According to the news report, what bond amount is the alleged attacker being held on?

▶ [PAGE EXCERPT]:

□ □ □ □ □ □ □

DETROIT -- Former NFL player Braylon Edwards stepped in and saved the life of an 80-year-old man who was being attacked in the locker room at a suburban Detroit YMCA, police said Monday.
"If it wasn't for that intervention, we could very easily be talking about someone's death," Jeff King, the police chief in Farmington Hills, said.
Authorities, meanwhile, filed an attempted murder charge against a 20-year-old man for the incident Friday at the recreation center.
Edwards, 41, said he was "just minding my business" when he heard a dispute about loud music.
"The noise escalates, and then you can hear some pushing and shoving, so you know what fighting sounds like," Edwards told WDIV-TV. "But once I hear a thud, that's when I got up and turned around."
"He absolutely saved that man's life," King told The Associated Press. "I've been a police officer going on 29 years. When these assaults are ongoing, really bad things can happen."
The chief said the victim was in critical but stable condition at a hospital Monday.
Oakland County prosecutor Karen McDonald didn't mention Edwards by name but said, "I commend the witness who intervened, and we will seek justice for this victim."
McDonald called it a "vicious, senseless attack."
The alleged attacker appeared in court Saturday and remains in custody on $250,000 bond.
"At the end of the day, that's what you do," Edwards said of his decision to get involved.
Edwards, a star receiver at Michigan, was a first-round draft pick by the Cleveland Browns in 2005. He played eight seasons in the NFL, mostly with Cleveland and the New York Jets.

□ □ □ □ □ □ □

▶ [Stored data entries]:

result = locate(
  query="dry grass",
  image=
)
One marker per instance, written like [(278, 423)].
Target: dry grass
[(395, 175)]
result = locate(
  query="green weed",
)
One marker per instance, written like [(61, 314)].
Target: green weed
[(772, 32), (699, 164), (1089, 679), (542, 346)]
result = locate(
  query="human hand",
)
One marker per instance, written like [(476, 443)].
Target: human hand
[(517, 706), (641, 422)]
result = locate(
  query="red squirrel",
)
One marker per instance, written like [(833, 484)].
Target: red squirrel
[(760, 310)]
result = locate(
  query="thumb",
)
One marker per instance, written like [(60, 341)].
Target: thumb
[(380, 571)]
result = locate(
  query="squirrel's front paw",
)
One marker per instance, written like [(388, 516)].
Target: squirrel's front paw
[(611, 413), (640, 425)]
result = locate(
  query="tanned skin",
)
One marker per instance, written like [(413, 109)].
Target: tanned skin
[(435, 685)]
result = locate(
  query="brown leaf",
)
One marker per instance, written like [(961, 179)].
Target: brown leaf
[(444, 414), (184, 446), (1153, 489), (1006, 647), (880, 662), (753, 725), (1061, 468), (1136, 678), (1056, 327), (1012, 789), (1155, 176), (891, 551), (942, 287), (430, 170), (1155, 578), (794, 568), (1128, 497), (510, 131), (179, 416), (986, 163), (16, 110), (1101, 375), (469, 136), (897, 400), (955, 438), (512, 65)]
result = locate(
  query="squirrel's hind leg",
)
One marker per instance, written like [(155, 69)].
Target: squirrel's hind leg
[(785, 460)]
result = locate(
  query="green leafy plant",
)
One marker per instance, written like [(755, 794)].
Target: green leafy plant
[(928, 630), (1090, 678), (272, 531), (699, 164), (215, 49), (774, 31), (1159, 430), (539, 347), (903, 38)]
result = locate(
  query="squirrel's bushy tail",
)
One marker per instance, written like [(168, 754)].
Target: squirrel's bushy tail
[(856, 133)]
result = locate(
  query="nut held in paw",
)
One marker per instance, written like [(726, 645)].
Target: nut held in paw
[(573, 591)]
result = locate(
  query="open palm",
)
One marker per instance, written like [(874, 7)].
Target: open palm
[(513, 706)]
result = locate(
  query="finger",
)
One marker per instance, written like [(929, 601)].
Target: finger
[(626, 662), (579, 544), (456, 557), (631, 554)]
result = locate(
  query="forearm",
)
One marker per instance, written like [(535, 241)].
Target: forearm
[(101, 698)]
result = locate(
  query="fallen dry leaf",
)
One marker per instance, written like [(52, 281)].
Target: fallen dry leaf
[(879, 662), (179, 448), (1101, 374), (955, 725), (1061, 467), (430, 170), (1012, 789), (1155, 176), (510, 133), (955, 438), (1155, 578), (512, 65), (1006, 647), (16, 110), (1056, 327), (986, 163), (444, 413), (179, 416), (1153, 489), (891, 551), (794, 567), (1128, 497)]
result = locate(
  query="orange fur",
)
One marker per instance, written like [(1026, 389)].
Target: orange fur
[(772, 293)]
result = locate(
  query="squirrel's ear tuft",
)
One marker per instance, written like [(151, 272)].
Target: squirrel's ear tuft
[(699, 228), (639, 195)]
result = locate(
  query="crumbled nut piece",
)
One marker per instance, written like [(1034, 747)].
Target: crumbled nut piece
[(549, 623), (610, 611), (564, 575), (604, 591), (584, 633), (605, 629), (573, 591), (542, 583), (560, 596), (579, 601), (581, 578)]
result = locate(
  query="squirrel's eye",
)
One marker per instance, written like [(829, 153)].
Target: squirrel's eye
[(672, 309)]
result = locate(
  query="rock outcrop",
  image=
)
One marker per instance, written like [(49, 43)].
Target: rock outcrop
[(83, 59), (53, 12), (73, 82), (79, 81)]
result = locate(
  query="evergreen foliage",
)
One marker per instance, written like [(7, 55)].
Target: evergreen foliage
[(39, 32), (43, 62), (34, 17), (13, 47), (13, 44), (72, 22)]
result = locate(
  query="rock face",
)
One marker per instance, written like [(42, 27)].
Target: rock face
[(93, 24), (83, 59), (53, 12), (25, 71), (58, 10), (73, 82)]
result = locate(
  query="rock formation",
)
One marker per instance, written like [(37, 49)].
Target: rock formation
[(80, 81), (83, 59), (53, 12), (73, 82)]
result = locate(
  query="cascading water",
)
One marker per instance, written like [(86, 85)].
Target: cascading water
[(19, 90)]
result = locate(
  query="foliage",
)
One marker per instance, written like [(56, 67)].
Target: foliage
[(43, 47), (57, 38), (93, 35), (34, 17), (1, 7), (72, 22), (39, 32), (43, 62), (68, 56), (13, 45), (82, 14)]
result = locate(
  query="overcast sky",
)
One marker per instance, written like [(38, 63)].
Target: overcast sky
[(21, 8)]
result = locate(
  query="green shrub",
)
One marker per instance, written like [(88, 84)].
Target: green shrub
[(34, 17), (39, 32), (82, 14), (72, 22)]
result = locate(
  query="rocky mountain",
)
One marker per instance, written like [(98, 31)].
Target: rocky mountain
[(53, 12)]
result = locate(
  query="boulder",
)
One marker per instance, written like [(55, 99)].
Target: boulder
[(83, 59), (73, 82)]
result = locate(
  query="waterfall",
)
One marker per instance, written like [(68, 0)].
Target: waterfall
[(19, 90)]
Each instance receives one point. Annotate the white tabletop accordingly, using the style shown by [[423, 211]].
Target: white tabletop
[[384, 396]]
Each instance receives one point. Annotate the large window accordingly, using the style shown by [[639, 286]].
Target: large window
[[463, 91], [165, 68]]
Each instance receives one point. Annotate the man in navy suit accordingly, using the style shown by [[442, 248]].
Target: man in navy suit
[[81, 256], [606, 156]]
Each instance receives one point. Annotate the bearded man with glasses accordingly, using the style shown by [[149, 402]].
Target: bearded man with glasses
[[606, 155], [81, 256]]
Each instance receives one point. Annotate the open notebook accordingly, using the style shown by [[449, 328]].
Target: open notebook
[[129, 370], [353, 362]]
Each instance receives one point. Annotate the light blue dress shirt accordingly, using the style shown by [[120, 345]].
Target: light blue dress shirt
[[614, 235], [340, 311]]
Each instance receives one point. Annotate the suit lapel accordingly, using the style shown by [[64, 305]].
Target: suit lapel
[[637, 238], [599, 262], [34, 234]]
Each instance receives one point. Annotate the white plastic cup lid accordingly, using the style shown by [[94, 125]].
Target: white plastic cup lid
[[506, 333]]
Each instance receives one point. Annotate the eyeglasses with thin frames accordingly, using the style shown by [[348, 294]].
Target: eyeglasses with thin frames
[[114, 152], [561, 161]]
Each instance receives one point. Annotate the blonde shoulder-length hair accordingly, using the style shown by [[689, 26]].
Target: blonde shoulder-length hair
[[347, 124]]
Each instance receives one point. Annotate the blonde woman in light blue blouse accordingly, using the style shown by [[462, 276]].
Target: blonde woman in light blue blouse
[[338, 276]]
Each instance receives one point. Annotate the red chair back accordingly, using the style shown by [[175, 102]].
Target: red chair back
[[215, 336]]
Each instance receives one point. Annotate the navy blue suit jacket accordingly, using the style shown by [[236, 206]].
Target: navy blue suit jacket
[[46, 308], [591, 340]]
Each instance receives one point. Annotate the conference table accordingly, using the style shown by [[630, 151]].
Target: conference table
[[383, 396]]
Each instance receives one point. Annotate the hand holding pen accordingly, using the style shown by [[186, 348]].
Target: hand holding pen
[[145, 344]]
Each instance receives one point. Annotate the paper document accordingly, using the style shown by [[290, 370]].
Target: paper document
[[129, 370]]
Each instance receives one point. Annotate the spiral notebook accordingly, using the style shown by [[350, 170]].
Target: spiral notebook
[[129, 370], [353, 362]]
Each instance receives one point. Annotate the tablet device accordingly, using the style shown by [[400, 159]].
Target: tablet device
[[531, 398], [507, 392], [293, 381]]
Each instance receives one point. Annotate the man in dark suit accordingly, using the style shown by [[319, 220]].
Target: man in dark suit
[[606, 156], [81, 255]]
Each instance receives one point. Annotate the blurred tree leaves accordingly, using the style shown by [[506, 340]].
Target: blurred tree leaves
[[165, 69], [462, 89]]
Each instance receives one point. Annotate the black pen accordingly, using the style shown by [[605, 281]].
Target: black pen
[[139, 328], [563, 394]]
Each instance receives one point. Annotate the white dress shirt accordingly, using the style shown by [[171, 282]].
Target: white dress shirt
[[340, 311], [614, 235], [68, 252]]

□ □ □ □ □ □ □

▶ [ANSWER BELOW]: $250,000